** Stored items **
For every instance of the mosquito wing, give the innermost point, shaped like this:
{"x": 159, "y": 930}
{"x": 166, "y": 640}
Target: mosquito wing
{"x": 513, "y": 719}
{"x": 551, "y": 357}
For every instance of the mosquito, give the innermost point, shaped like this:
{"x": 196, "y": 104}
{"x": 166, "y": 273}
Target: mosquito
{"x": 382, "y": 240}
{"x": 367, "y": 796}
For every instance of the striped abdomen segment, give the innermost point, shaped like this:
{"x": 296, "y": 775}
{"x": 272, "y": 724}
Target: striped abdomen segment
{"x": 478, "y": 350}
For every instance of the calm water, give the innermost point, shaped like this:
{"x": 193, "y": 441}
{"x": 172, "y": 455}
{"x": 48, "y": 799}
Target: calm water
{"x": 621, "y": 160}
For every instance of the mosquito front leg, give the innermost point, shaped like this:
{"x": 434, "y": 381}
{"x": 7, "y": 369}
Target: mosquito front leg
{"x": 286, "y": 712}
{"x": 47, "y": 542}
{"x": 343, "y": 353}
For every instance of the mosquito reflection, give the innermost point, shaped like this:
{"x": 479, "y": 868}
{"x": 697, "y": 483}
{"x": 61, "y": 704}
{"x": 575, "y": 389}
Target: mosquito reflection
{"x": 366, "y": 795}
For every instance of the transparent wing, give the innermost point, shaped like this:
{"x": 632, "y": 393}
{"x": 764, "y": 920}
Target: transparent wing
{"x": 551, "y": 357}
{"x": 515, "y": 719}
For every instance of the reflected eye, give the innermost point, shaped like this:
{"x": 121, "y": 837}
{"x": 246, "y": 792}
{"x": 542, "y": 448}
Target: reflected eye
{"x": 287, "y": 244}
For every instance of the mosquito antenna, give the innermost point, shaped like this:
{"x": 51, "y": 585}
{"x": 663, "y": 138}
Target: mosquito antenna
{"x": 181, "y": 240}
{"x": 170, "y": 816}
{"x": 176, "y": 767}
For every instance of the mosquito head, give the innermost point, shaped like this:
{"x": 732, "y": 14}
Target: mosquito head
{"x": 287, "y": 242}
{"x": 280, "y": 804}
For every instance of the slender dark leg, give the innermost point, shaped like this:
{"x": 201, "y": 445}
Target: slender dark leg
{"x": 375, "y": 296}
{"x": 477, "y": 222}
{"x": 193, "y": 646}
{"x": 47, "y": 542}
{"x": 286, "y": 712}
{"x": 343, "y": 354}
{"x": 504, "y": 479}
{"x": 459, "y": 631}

...

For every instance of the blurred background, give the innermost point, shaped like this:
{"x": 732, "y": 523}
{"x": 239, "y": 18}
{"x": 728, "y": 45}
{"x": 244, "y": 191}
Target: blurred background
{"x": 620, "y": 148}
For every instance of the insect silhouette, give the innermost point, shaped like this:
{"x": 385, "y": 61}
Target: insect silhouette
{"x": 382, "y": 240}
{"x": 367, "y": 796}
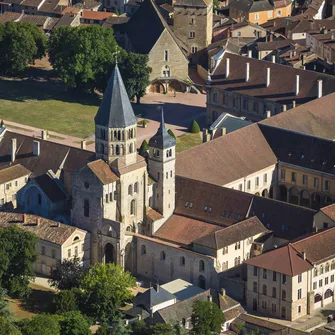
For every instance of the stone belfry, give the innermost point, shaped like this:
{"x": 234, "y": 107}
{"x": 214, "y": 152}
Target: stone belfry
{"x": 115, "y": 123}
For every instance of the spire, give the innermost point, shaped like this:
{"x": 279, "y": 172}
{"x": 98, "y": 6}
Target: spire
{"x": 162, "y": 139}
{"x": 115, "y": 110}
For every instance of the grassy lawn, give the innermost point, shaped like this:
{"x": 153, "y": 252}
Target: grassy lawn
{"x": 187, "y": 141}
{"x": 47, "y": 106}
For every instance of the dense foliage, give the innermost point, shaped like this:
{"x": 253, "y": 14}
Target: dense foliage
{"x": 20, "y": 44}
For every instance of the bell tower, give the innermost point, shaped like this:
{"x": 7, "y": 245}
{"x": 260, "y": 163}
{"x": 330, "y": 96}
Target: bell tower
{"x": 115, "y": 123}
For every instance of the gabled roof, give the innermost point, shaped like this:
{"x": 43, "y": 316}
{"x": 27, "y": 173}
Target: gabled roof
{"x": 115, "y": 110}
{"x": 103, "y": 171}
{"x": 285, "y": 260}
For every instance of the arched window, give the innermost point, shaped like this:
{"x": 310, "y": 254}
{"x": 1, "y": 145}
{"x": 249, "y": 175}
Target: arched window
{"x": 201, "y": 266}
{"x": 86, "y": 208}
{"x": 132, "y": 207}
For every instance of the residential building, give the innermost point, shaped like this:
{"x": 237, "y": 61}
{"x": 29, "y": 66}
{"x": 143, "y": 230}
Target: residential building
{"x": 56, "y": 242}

---

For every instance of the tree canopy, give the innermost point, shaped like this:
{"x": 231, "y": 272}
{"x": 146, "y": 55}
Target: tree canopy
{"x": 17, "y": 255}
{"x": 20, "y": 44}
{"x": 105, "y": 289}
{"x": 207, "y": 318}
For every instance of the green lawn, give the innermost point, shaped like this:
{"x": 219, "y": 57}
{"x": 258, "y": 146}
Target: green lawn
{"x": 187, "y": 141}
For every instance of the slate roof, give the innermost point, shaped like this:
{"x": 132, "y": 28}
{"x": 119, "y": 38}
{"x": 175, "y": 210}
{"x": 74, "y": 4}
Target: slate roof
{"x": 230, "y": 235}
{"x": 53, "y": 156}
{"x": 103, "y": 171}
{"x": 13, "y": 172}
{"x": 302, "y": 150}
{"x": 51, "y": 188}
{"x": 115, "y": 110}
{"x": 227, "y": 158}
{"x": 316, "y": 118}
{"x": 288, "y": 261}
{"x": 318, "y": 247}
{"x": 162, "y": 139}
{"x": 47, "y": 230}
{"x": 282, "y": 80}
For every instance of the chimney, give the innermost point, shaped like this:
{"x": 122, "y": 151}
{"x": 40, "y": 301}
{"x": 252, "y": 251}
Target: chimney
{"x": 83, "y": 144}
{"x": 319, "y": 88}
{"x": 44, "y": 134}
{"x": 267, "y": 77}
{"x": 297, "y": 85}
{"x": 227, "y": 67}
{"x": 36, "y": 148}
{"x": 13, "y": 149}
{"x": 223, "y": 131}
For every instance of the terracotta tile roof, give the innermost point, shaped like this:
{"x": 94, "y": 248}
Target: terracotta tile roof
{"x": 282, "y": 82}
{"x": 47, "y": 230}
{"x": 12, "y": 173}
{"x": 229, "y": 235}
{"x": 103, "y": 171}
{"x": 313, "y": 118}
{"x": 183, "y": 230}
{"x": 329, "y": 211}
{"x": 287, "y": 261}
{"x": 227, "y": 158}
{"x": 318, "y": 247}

** Given exercise **
Please gather every line of the material above that contains the string "terracotta". Case matters.

** Correct result **
For every instance of the terracotta tile roof, give the innermost point, shaped like this:
Target: terracotta tile roof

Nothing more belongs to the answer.